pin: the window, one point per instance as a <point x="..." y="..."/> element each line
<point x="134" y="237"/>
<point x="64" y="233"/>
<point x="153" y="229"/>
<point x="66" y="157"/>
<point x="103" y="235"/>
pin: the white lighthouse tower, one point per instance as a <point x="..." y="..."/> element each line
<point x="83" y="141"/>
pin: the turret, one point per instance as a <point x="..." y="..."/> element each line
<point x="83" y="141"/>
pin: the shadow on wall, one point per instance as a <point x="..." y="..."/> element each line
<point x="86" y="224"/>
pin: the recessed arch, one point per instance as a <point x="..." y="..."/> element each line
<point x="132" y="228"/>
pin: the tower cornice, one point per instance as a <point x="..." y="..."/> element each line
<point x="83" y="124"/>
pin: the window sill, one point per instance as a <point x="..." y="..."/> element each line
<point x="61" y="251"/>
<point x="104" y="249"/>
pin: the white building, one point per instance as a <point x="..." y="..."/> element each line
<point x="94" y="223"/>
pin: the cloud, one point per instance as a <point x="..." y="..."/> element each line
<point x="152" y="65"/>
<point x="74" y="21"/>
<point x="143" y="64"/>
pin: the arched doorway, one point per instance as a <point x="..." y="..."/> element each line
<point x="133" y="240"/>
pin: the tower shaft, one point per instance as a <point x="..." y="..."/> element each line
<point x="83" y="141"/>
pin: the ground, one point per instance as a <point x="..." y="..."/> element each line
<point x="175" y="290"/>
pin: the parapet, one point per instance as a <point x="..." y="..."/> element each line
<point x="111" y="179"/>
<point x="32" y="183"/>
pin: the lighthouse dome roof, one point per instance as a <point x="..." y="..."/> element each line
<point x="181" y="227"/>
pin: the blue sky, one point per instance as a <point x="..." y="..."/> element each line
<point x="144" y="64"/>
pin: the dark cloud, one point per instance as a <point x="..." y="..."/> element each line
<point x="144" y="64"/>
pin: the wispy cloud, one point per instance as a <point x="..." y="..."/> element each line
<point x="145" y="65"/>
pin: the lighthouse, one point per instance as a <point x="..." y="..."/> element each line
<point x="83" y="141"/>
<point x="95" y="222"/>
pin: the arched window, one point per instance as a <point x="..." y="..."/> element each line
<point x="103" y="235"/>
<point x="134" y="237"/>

________________

◆ **What to do**
Give the records above as a Markdown table with two columns, Row and Record line. Put each line in its own numbered row and leave out any blank lines.

◆ **Answer to this exercise**
| Row | Record line |
|---|---|
| 1 | pin: the window, one point per instance as a <point x="..." y="..."/> element each line |
| 2 | <point x="134" y="237"/> |
| 3 | <point x="64" y="233"/> |
| 4 | <point x="153" y="229"/> |
| 5 | <point x="66" y="157"/> |
| 6 | <point x="103" y="235"/> |
| 7 | pin: the white lighthouse tower, one point per instance as a <point x="..." y="..."/> element each line |
| 8 | <point x="83" y="141"/> |
| 9 | pin: the turret, one point per instance as a <point x="..." y="..."/> element each line |
| 10 | <point x="83" y="141"/> |
| 11 | pin: the shadow on wall, one point per instance as a <point x="..." y="..."/> element each line |
| 12 | <point x="86" y="224"/> |
| 13 | pin: the recessed arch, one point per instance as a <point x="..." y="..."/> element each line |
| 14 | <point x="132" y="228"/> |
| 15 | pin: the tower cornice, one point per instance as a <point x="..." y="..."/> element each line |
| 16 | <point x="83" y="124"/> |
| 17 | pin: the window sill, one point per instance as a <point x="..." y="..."/> element each line |
| 18 | <point x="61" y="251"/> |
| 19 | <point x="104" y="249"/> |
| 20 | pin: the white building, one point per instance as a <point x="..." y="..."/> element each line |
| 21 | <point x="94" y="223"/> |
| 22 | pin: the cloud, one point per instance as a <point x="..." y="..."/> element each line |
| 23 | <point x="152" y="65"/> |
| 24 | <point x="74" y="21"/> |
| 25 | <point x="143" y="64"/> |
| 26 | pin: the arched doorway, one point per instance as a <point x="..." y="..."/> element each line |
| 27 | <point x="133" y="240"/> |
| 28 | pin: the tower shaft, one point per instance as a <point x="..." y="..."/> element each line |
| 29 | <point x="83" y="141"/> |
| 30 | pin: the ground, one point per instance as a <point x="..." y="..."/> element each line |
| 31 | <point x="175" y="290"/> |
| 32 | pin: the parapet, one point per instance as a <point x="..." y="..."/> element each line |
| 33 | <point x="111" y="179"/> |
| 34 | <point x="32" y="183"/> |
| 35 | pin: the lighthouse dome roof, one point per instance as a <point x="..." y="..."/> element each line |
| 36 | <point x="181" y="227"/> |
| 37 | pin: the blue sky, one point per instance as a <point x="..." y="..."/> element each line |
| 38 | <point x="144" y="64"/> |
| 39 | pin: the dark cloud, one point per instance as a <point x="..." y="..."/> element each line |
| 40 | <point x="144" y="64"/> |
| 41 | pin: the wispy cloud, one point per instance as a <point x="..." y="..."/> element each line |
| 42 | <point x="145" y="65"/> |
| 43 | pin: the lighthouse, one point per instance as a <point x="..." y="..."/> element each line |
| 44 | <point x="83" y="141"/> |
| 45 | <point x="95" y="222"/> |
| 46 | pin: the arched window, one point per instance as a <point x="..." y="..."/> element each line |
| 47 | <point x="103" y="235"/> |
| 48 | <point x="134" y="237"/> |